*WHAT TO WORK ON:* Continue the passage describing ICG's mezzanine finance business from the point where it stops.

*SOURCE PASSAGE:*
ICG makes mezzanine loans from both its own resources and from third party
funds under its management. Mezzanine finance ranks in terms of risk and
reward between bank debt and equity capital. In return for providing finance,
ICG seeks a strong cash yield and an additional return related to the success
of the investee company, usually in the form of a capital gain. Mezzanine
finance has been principally used to finance management buyouts but is
increasingly used as expansion and acquisition capital.
ICG has a fast growing fund management business which invests institutional
client money in European high yield debt and leveraged loans. Total funds
under management amount to £1.2bn.
ICG now has a market capitalisation of £450m.
In the year ended 31 January 2002 ICG made the following loans and
investments:
Baxi is a manufacturer of domestic hot water and central heating boilers and
products based in the U.K. ICG took a participation of £10m in the mezzanine
facility provided to assist in the buyout.

*STORED DATA:*
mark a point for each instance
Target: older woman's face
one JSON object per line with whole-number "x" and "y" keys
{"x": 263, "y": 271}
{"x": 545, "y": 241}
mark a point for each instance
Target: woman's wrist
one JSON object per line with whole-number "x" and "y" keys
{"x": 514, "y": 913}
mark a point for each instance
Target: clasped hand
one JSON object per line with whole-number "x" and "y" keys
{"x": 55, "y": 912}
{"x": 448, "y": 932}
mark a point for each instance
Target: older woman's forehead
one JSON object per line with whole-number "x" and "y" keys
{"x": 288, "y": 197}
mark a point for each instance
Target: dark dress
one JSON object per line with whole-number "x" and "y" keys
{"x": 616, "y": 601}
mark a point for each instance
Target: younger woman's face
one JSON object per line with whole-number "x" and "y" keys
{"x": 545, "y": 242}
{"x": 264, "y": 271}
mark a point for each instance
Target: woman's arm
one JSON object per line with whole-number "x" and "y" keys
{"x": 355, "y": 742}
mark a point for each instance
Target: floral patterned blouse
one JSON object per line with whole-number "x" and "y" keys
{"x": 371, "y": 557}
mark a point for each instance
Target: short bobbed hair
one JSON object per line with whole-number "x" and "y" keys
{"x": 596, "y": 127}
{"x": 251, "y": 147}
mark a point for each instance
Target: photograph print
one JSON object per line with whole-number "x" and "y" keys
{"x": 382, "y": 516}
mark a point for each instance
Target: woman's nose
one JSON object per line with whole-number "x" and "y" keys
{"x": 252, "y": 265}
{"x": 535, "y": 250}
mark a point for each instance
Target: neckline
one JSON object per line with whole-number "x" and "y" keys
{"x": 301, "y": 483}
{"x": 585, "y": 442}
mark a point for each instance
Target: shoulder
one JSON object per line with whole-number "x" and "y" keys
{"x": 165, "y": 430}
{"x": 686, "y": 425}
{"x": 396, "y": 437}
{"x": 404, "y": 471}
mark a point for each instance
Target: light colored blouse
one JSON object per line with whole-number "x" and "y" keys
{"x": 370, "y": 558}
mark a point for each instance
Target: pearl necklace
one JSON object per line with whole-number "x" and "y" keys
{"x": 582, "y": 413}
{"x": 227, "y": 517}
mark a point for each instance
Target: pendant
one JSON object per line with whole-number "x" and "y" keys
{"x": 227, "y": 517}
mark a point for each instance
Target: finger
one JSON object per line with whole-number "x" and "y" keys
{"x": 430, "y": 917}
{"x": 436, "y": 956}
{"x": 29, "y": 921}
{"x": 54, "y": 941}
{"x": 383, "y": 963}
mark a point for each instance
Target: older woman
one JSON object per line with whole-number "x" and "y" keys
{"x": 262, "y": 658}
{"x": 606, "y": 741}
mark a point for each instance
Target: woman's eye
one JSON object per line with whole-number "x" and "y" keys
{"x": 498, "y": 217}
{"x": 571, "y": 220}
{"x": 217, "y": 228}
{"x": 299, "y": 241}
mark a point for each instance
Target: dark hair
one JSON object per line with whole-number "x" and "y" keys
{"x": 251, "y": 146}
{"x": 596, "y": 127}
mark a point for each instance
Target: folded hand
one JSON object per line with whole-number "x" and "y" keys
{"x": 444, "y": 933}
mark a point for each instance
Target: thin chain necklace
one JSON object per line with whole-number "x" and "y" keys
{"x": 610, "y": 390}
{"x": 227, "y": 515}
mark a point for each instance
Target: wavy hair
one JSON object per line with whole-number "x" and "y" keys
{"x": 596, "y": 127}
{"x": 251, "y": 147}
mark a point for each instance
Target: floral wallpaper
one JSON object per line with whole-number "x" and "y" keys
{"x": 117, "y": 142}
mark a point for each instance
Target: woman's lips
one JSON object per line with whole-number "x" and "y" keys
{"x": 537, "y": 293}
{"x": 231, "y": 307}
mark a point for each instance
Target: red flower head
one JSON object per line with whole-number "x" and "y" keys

*RESPONSE BOX:*
Cantrell & Cochrane is a leading Irish manufacturer, wholesaler and
distributor of alcoholic and non-alcoholic drinks. In November 2001 ICG
assisted in refinancing the company by arranging an additional mezzanine
facility of Euro35m.
Courtpaille is a leading chain of grill restaurants in France. ICG took a
participation of Euro10.6m in the mezzanine facility provided to assist in
the buyout.
Craegmoor is a UK operator of homes in the long term care market. ICG took a
participation of £6m in the mezzanine facility provided to assist in the
buyout.
Duni AB is a leading supplier of tabletop products for retail, professional
and travel markets based in Sweden. ICG arranged a mezzanine facility of
Euro44.5m to assist in refinancing the company.
Eliokem, based in France, is a leading international manufacturer and
supplier of speciality chemicals used in paints, masonry coatings, rubber,
plastic, printer toners, textiles and latex. ICG arranged and provided a
Euro20.7m mezzanine facility to assist in the buyout.
ERM is a leading global provider of environment consultancy and risk
management services for both the private and public sectors. ICG arranged and
provided a mezzanine facility of $25m to assist in the buyout.
Eurogestion, an existing borrower, is a French company with a leading
position in pest control for the housing and commercial building sectors. ICG
arranged a mezzanine facility of FF 46m to assist in the purchase of the
market leader in Italy for pest control services.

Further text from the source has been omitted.